▶ _TASK DETAILS_: From the line containing "Your task: point to each instance of the side" to the last line of the records below, retype every line exactly and output nothing else.

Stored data
- - -
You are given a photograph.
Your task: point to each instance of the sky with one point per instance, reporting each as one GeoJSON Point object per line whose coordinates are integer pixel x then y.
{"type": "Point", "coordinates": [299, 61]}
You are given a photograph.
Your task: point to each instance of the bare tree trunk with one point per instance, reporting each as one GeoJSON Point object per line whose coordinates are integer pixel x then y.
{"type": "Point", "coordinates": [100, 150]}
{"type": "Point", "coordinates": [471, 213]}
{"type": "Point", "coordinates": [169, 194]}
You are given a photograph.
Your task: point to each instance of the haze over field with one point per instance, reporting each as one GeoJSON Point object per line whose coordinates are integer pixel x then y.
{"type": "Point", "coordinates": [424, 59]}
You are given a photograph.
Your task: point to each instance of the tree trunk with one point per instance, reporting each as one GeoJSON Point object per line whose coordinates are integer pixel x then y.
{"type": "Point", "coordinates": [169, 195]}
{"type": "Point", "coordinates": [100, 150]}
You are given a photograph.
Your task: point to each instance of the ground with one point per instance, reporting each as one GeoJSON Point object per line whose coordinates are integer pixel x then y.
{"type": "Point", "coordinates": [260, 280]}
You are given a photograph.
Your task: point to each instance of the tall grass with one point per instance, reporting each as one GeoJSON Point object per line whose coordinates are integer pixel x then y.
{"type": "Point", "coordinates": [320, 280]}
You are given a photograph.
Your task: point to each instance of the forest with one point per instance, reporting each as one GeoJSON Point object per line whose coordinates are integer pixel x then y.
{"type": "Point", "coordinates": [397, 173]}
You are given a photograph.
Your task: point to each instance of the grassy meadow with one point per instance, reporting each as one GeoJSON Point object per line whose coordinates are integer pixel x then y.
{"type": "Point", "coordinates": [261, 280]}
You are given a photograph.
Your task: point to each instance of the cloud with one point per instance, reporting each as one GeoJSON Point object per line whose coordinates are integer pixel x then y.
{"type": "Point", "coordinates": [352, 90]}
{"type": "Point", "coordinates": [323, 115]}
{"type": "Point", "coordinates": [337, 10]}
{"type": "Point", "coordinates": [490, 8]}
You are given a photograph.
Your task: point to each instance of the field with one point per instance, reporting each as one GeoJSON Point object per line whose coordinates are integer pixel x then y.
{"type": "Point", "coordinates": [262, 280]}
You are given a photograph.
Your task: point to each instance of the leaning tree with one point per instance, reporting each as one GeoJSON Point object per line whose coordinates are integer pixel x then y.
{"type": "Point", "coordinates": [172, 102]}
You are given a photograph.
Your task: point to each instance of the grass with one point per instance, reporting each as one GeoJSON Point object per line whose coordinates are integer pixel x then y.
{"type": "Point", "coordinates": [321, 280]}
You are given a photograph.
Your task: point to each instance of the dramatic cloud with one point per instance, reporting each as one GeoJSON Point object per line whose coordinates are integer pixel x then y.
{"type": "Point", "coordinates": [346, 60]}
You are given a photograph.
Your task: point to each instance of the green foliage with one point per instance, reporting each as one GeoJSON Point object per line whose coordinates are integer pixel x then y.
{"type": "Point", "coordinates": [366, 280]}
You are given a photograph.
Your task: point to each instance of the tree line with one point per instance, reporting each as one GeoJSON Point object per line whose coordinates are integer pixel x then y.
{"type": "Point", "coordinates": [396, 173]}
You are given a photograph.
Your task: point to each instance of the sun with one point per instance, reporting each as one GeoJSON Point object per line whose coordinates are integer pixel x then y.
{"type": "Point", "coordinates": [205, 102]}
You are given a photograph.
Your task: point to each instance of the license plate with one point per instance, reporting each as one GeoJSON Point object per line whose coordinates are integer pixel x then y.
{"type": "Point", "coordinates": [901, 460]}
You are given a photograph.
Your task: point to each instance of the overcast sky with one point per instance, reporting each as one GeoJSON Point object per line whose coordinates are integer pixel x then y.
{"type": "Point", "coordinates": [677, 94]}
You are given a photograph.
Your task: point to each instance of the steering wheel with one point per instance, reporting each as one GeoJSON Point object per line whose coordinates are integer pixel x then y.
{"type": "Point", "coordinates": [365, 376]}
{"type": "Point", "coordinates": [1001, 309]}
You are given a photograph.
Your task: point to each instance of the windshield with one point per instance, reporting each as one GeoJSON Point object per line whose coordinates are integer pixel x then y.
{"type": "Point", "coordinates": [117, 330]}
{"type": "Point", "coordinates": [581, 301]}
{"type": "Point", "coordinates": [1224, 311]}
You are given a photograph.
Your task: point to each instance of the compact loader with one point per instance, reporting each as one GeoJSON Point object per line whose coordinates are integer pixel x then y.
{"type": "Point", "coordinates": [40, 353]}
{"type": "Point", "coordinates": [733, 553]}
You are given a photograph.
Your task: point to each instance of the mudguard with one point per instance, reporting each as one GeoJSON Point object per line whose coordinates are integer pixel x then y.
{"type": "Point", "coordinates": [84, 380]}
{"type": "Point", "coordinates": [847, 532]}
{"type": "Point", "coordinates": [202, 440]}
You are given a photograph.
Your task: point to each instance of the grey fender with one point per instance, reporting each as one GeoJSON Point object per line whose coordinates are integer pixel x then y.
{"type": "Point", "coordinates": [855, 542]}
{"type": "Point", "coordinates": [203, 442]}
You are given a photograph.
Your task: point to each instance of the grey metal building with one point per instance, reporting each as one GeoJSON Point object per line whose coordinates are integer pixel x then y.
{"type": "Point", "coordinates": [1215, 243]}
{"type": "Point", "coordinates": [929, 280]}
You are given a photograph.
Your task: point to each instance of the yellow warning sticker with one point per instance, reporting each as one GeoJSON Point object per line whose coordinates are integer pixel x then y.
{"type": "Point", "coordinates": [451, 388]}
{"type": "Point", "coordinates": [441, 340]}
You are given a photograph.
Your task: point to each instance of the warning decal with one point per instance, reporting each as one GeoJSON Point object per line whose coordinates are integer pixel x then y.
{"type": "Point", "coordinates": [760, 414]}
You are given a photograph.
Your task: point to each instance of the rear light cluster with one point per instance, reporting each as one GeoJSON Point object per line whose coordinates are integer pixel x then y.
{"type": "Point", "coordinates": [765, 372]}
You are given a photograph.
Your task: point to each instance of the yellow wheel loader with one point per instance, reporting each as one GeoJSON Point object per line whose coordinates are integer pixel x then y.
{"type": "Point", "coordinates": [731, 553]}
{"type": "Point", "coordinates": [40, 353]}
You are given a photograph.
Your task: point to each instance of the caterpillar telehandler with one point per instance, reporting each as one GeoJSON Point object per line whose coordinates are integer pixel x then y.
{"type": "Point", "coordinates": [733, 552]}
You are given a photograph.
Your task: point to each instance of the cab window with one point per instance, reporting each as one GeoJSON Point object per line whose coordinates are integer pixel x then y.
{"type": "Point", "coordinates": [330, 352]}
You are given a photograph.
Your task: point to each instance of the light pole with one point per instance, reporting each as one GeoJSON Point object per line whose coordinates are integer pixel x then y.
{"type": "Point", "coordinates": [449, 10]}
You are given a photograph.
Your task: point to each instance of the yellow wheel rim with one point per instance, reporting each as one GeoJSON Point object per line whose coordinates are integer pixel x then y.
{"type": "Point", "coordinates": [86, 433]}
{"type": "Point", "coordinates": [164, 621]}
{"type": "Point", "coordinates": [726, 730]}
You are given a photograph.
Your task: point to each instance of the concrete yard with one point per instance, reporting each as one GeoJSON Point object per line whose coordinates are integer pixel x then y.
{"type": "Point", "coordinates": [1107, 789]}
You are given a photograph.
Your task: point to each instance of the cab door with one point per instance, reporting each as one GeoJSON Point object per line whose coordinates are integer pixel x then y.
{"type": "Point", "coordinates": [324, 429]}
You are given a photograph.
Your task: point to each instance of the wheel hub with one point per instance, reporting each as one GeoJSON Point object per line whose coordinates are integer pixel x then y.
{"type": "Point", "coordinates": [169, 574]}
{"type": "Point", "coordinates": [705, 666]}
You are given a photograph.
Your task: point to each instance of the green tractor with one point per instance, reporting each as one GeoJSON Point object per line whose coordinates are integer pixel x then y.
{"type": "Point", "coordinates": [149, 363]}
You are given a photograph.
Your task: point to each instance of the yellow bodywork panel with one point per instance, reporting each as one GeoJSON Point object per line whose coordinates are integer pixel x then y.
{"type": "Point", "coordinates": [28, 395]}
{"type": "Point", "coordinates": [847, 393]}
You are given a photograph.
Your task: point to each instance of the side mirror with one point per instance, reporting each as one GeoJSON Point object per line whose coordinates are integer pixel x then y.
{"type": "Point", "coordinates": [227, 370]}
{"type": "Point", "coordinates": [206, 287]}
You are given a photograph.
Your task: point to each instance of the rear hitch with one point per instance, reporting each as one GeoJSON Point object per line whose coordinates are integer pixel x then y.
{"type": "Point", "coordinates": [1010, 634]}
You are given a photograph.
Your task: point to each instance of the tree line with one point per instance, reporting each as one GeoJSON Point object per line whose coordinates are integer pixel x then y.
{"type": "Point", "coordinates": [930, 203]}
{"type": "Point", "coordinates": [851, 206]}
- - -
▶ _ANSWER AREA_:
Your task: point to each instance of the side mirror with one point per instance, reporting each as one GeoJSON Point object per line whose coordinates are integer pixel x then y.
{"type": "Point", "coordinates": [227, 370]}
{"type": "Point", "coordinates": [206, 287]}
You are given a photograph.
Your task: point to each instance of the rear hitch with one point per instance, reporting each as one GeoJSON Point object per line whose coordinates are integer pixel x then y.
{"type": "Point", "coordinates": [1010, 634]}
You are given a photograph.
Your task: point to each instance of the tree line with one point per instance, reporting each as one GeoJSON Point object per line whose coordinates are integer pixel x then y.
{"type": "Point", "coordinates": [930, 203]}
{"type": "Point", "coordinates": [851, 206]}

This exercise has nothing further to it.